Write out the material below as a two-column CSV with the headers text and answer, starting at the line that contains "Can you find" and ending at the line that contains "[[286, 194], [655, 275], [294, 207]]". Give one row per text-and-answer pair, with each field in double quotes and any line breaks replaced by spaces.

Start Data for this exercise

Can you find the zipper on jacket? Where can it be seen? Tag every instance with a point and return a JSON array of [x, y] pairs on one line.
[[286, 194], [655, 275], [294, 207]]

End Data for this exercise
Start Data for this exercise

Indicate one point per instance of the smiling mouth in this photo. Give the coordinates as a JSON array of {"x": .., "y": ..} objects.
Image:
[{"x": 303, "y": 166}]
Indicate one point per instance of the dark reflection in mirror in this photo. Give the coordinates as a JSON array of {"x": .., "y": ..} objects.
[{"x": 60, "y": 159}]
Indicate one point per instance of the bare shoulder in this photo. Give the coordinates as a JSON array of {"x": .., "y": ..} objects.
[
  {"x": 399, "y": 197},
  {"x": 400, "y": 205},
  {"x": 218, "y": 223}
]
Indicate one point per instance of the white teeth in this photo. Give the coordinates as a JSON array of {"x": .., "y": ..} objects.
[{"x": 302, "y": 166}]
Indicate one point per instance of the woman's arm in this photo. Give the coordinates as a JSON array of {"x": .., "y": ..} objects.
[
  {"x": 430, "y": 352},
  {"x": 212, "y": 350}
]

End Data for this exercise

**Solution for this problem**
text,answer
"Can you find the zipper on jacket? Where can it be seen? Tag every instance with a point and return a JSON array of [x, y] pairs on one line.","[[286, 194], [655, 275], [294, 207]]"